**PROBLEMS AND TASKS**
1. Answer these questions about the excerpt on The Big Lebowski:
(a) How many righteous souls does God first ask Abraham to prove are living in the twin towns?
(b) According to various Kabbalistic teachings, how many righteous people are there at any given time in history?
(c) In which neighborhood of Los Angeles does the Dude live?
2. In the excerpt on The Big Lebowski, what is the passage from "The Dude (Jeff" up to and including "love and peace."? Repeat it word for word.

Before hellfire and brimstone rain down on the twin towns, Abraham, God’s chosen dude, argues with the Almighty not to destroy them. God, in turn, agrees not to lay them to waste so long as Abraham can prove there are fifty righteous souls living there. When Abe has a hard time coming up with fifty, he bargains with God to accept forty-five innocents, then thirty, then twenty, and finally a measly ten. When God’s avenging angels can find only one righteous man—Abraham’s nephew Lot—between two cities, God cues the sulfur rain and the cities go up in flames, though Lot is spared.

The account of Sodom and Gomorrah gave rise to the lore of the Lamed Vovnik. According to various Kabbalistic teachings, at any given time in history there are 36 righteous people upon whom the fate of the world rests. If even one of them were to perish, God would destroy the world. The Lamed Vovnik (also known as menschen in Yiddish) don’t know the identity of one another and in fact don’t even know that they themselves are counted among the righteous three dozen. Sometimes the Lamed Vovnik appear to be humble fools—slackers or burnouts, in the parlance of our time—but the rest of us should take heed: we never know when we might meet one of the thirty-six so we should treat everyone as if the fate of the world rests on their unassuming shoulders. If ever there was a Lamed Vovnik in the annals of celluloid history, it’s Jeffrey "the Dude" Lebowski of Joel and Ethan Coen’s cult classic The Big Lebowski. As the film opens, a tumbleweed floats through the streets of Los Angeles. Down from the Hollywood Hills, it rolls past Benito’s burrito stand, to the shores of the Pacific Ocean, dreamlike, and we hear the voice of The Stranger (Sam Elliot), deep and drawling like the Marlboro Man—or, perhaps, the Metatron (according to Rabbinic tradition, the angel who is God’s celestial scribe)—beginning to tell a tale for the ages:

… sometimes a man —I won’t say a hee-ro, ’cause what’s a hee-ro?—but sometimes there’s a man. (and I’m talkin’ about the Dude here) sometimes there’s a man who, well, he’s the man for his time ‘n place, he fits right in there—and that’s the Dude, in Los Angeles. And even if he’s a lazy man, and the Dude was certainly that—quite the laziest in Los Angeles County, which would place him high in the runnin’ for laziest worldwide—but sometimes there’s a man. . . sometimes there’s a man.

The Dude (Jeff Bridges) is a simple, unsuspecting fellow; that much is certain. An aging hippie antihero. A mellow, pot-smoking, bowling burn-out who lives alone in a modest apartment in the Venice neighborhood of Los Angeles—the modern-day Sodom and Gomorrah where individualism, instant-gratification, materialism, objectification, and unchecked aggression rule the day. The Dude—or Duder, His Dudeness or El Duderino, if you’re not into that whole brevity thing—is a walking anachronism and a kindly soul. He is an ideologue, a passionate pacifist who loves his friends, judges not, and mostly minds his own business. "Live and let live" is his philosophy. But he has a firm moral center. He knows what’s right and what’s wrong and isn’t afraid to stand up for the cause of love and peace.

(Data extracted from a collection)
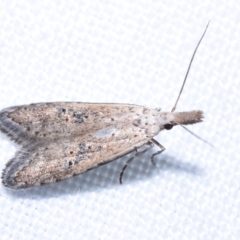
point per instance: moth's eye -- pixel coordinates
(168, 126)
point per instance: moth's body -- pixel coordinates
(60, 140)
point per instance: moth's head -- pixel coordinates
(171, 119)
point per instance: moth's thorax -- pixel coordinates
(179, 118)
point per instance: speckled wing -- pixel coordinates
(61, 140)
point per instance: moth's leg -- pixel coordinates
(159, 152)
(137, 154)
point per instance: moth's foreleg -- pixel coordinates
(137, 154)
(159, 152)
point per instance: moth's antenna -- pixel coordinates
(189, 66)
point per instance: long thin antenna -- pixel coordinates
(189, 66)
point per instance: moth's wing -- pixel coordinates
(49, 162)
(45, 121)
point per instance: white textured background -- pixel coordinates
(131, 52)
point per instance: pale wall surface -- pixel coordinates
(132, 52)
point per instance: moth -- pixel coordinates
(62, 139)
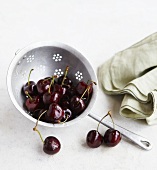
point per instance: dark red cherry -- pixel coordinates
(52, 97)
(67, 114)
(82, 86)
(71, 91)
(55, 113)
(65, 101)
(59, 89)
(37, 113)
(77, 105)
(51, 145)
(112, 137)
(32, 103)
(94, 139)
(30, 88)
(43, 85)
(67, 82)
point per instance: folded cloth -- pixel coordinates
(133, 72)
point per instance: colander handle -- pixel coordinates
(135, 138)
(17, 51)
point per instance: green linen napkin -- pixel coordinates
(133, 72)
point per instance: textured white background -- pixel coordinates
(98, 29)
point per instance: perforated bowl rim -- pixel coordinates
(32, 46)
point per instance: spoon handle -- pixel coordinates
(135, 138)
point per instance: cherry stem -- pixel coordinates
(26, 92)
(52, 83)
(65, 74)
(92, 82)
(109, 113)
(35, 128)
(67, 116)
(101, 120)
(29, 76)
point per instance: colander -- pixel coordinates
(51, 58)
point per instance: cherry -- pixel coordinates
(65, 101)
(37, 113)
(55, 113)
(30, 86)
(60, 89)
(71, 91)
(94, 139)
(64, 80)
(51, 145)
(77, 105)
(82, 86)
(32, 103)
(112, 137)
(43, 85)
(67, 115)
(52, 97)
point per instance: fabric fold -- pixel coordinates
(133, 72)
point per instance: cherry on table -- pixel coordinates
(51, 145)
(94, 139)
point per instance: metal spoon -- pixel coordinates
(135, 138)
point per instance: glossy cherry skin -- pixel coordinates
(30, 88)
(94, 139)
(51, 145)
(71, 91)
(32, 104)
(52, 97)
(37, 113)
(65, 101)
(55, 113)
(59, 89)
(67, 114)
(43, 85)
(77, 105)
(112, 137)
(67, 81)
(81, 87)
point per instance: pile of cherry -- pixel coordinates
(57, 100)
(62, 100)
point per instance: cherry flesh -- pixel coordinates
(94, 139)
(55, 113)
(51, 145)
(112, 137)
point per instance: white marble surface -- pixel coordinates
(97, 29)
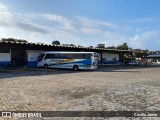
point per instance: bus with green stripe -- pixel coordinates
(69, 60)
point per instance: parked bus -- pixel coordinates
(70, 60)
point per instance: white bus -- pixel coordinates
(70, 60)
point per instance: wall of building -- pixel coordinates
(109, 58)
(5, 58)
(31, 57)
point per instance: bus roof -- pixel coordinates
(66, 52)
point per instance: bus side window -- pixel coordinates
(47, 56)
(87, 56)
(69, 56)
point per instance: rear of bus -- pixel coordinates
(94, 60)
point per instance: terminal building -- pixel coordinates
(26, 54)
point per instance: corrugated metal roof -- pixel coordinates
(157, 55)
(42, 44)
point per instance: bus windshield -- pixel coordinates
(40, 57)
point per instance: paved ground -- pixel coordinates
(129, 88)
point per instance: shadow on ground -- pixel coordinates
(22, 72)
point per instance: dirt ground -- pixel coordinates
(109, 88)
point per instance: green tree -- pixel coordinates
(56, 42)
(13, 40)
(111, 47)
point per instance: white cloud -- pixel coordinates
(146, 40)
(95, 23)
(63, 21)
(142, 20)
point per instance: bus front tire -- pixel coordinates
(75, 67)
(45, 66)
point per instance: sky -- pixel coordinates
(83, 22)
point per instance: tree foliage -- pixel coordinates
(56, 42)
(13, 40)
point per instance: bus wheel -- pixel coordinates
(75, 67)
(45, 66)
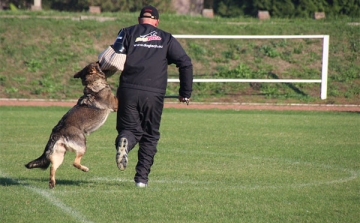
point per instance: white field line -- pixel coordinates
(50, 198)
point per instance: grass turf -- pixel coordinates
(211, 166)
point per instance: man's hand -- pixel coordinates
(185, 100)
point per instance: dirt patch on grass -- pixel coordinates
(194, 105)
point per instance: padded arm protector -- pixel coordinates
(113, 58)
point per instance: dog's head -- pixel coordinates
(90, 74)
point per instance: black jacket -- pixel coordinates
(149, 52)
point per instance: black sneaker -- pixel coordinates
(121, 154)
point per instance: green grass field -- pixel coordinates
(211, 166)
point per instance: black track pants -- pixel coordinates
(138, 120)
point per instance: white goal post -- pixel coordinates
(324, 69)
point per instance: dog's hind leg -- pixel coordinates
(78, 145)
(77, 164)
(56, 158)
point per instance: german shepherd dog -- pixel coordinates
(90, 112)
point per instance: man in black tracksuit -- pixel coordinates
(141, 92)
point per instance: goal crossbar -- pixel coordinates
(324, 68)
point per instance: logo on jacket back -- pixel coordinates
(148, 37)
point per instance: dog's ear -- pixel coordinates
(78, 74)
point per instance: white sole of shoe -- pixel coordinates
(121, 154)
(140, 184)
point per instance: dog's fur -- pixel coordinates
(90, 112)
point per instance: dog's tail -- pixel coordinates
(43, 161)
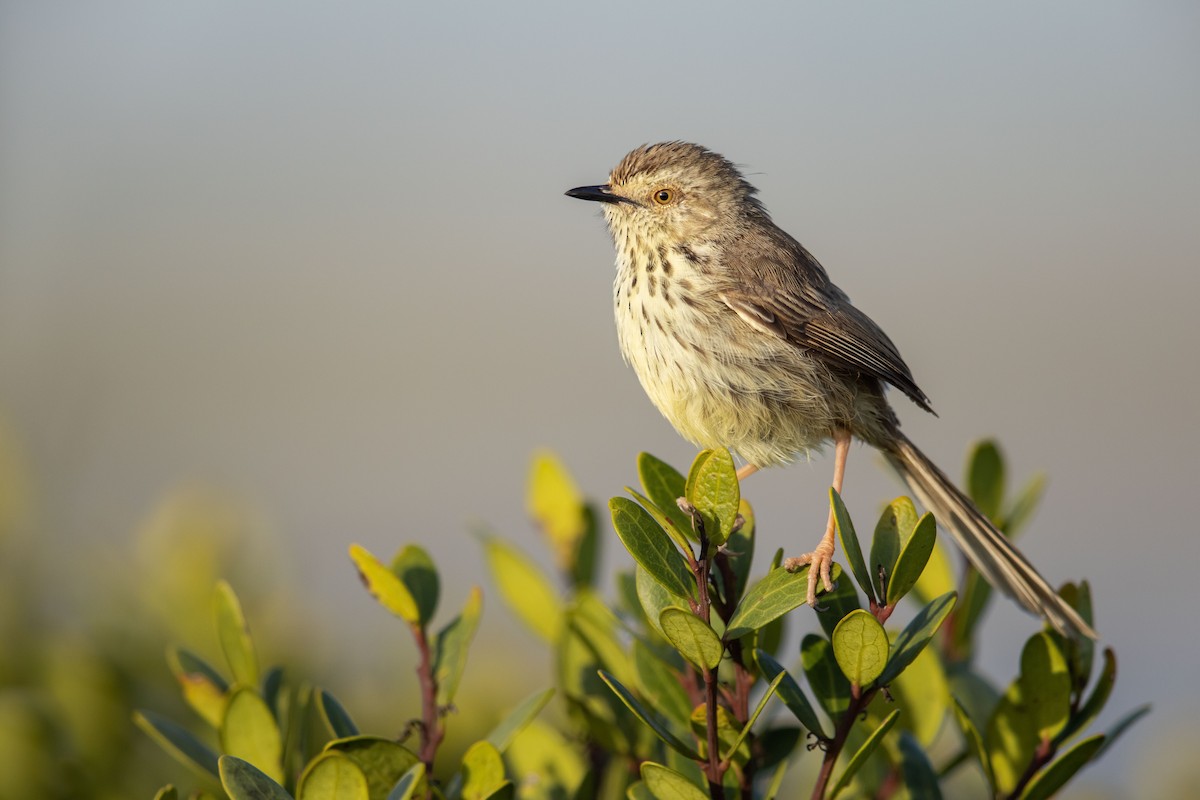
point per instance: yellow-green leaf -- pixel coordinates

**PER-TASK OUTPUTS**
1.
(a) Fifty
(b) 36
(c) Venice

2.
The Dude (Jeff Bridges) is a simple, unsuspecting fellow; that much is certain. An aging hippie antihero. A mellow, pot-smoking, bowling burn-out who lives alone in a modest apartment in the Venice neighborhood of Los Angeles—the modern-day Sodom and Gomorrah where individualism, instant-gratification, materialism, objectification, and unchecked aggression rule the day. The Dude—or Duder, His Dudeness or El Duderino, if you’re not into that whole brevity thing—is a walking anachronism and a kindly soul. He is an ideologue, a passionate pacifist who loves his friends, judges not, and mostly minds his own business. "Live and let live" is his philosophy. But he has a firm moral center. He knows what’s right and what’s wrong and isn’t afraid to stand up for the cause of love and peace.